● **Written tasks**:
• A. In the text on Labour and New Zealand First, which figure did National compare Labour to this week?
• B. Resume the text on Labour and New Zealand First from where it stops.

The end result of this is that we now have a Labour Party who, despite their own record in office, makes militant-sounding noises about protecting the ownership of Kiwi farmland, getting the ruinous influence of predominantly Chinese speculators and foreign buyers out of the Auckland housing market, defending Kiwi economic sovereignty, and a seemingly novel enthusiasm for putting a cap on immigration numbers.

The reasoning for this gradual volte-face should be clear: Labour recognizes what it must do if it wishes to reverse its seemingly inexorable decline in time for the 2017 – or, more realistically, probably the 2020 – General Election:

Adopt policy and a philosophy which *actually* resonates with voters. In this case, New Zealand First’s.

Because if there’s one Party out there who’s consistently growing – in fact, arguably the *only* Party that has continued to grow year in and year out since Labour was last in Government – it’s New Zealand First.

Small wonder, then, that Labour’s public branding has come to so closely – if inexpertly, and arguably somewhat inauthentically – mirror our own.

So while Labour’s previous comments about Chinese-surnamed buyers of Auckland housing seemed to be roundly pilloried in the media, and Little’s statements about Indian chefs were walked back live on-air a little less than 48 hours after he first made them … we should nevertheless gear up solidly for a year and a half worth of Labour increasingly attempting to sing from the same song-sheet as New Zealand First going into the next Election. Even if they appear to possess a regrettable penchant for doing so in a frequently somewhat off-key if not outright tone-deaf manner.

Perhaps this is why National insisted upon comparing Labour to Rob Muldoon this week, rather than the more contemporary point-of-similarity, Winston Peters. Because they know if they said the latter, they’d run the risk of increasing Labour’s popularity.

17 COMMENTS

  1. My son came home after living in Germany for 11yrs and now say’s Germany is screwed now with so many foreigners mainly Arabs flooding into Germany and wandering the streets all night long as they feel lost and cant handle the changes around them.

    The locals are locking themselves up in their own homes for safety.

    Most German’s are sick of the government so it is not a nice place for locals when all different folks flooding into very strange and different communities that they cant seem to feel comfortable in.

    • I think the problem is that there is too much immigration at one time – only so many people can be assimilated at once.

      • That’s part of it, but Germany is also in some ways a very intimidating culture to assimilate into, and there’s a lot of structural racism going on. (Plus comedians who do “funny voice foreigner impressions” are still regarded as hilarous. OMG)

        I felt really uncomfortable whenever race came up as a political topic when I was in Germany, precisely because I recognised it as “oh, this is what NZF does, but on steroids.”

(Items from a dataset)
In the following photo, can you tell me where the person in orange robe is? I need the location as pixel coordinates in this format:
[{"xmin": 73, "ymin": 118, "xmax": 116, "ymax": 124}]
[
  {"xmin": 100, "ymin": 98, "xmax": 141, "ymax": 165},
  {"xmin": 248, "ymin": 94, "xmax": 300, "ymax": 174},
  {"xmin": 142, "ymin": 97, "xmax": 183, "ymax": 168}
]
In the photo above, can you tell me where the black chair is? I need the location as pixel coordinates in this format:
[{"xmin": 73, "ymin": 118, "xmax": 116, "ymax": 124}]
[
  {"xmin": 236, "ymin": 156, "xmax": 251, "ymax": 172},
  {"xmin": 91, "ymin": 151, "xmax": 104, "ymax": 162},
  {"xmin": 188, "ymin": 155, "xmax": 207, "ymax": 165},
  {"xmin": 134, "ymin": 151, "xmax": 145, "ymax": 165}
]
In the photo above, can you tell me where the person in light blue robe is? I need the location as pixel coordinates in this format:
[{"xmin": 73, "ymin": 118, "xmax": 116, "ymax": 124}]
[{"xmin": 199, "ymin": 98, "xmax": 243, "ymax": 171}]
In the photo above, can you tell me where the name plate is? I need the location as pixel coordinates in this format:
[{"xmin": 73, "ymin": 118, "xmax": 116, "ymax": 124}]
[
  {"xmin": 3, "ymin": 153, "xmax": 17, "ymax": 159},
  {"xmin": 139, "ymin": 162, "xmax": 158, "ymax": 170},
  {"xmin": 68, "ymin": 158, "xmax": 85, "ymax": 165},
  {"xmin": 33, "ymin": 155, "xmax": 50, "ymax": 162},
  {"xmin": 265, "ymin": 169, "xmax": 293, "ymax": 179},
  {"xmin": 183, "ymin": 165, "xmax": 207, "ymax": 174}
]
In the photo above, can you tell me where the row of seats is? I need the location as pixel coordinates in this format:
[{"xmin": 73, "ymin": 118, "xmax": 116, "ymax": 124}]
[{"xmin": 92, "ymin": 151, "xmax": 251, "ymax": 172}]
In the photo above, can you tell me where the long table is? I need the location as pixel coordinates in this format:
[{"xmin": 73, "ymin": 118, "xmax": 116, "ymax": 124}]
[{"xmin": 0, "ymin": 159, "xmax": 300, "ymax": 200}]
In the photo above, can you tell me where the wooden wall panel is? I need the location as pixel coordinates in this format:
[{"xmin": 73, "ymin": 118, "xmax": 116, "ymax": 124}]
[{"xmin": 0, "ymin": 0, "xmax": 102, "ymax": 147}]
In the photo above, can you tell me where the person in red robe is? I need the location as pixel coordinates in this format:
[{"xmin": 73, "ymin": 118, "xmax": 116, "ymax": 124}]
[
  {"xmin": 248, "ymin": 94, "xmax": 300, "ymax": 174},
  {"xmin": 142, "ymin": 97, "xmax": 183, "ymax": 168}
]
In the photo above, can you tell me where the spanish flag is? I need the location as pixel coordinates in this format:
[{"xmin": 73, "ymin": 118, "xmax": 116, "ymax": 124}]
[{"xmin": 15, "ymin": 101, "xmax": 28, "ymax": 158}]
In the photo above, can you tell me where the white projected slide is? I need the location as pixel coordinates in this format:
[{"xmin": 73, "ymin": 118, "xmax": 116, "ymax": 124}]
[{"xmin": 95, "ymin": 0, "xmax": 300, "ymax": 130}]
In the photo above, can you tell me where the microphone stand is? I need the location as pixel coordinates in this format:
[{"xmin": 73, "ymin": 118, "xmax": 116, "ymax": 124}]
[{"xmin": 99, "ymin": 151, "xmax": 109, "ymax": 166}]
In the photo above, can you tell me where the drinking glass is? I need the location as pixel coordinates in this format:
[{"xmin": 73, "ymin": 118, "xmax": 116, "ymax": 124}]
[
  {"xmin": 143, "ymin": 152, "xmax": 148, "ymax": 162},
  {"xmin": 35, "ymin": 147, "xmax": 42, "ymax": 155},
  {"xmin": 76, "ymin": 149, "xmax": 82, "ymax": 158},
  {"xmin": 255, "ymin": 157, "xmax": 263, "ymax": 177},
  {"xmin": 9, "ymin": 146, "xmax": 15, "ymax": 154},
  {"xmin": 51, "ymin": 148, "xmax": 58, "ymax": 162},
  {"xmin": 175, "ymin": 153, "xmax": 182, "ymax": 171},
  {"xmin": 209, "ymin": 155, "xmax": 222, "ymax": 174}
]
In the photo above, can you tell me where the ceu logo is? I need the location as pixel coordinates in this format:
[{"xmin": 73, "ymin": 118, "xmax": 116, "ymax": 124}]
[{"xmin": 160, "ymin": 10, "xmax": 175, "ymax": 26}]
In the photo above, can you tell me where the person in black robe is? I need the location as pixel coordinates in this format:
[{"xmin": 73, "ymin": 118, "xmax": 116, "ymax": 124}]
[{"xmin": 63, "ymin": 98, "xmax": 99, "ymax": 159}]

● **The replies**:
• A. Rob Muldoon.

• B.
  2. “Is Labour Trying To Be NZ First-Lite?”

    Nope Labour are just muddling alone as usual.

    It is good that Labour, NZ First and Greens are aligning more in policy for the next election.

    I don’t see it as a bad thing and judging by the polls voters like the direction and the collaboration.

      • @words – sorry auto correct – I actually mean’t “muddling along”. (not “alone”).

        I’m an advocate for the opposition parties collaborating!

        Labour has the least clear message (so far) hence my phrase ‘muddling’.

        But muddling from Labour, is still better than charging along and destroying the country like National.

    • I see this pattern also SAVENZ and endorse your take entirely as this combination is what can be a credible line up if they align themselves to put up a block to face these Natz thugs.

      We should promote them as “A Government in Waiting”.

  3. Labour need different branding to suit their new policies.

    How’s about:

    The Xenophobe Party

    It certainly has a ring to it!

  4. Is Labour Trying To Be NZ First-Lite? No. Pointing out that migration into the country should be turned down during the bad times is not only reasonable it’s plain commonsense. Most people agree with that. They also agree that the banks, that make billions of dollars in profit every year from Kiwis that flows offshore, should pass on the cuts as well.

    National are losing ground, their internal polling would have told them. The Nats and their media mates are worried, hence their stupid inane attack on Andrew Little. The Nats just dropped another 2.5% in a RM poll that usually over exaggerates National’s numbers anyway.

    By the way, its National who holds the title for having the worst election drubbing in our history, National led by Bill English 20.93% in 2002.

    • If it’s an economic argument on immigration, I’d say it should be far more straightforward to say that immigrants should be coming with needed skills or to invest. We should never be closing up those types of immigration as the economy and the country as a whole relies on it.

      Caps really do sound like the first step into NZF country, even if they’re only during downtimes.

      • The benefit to NZ of investors is only from innovative entrepreneur/producer investors. Farm/real estate/financial investors do not benefit NZ at all. But they make National’s gross economic mismanagement less apparent by bringing in capital.

        NZ’s economy is tanking under National – house and commodity prices would be tanking too, without the external cash injections. They should tank, so that kiwis impoverished by Key’s corruption and Bill’s incompetence can still buy houses. If you want NZ’s problems solved immigration must be regulated in the public (not the Treasury) interest.

  5. This is far more accurate than your recent posts about the Greens stealing NZ First’s policies.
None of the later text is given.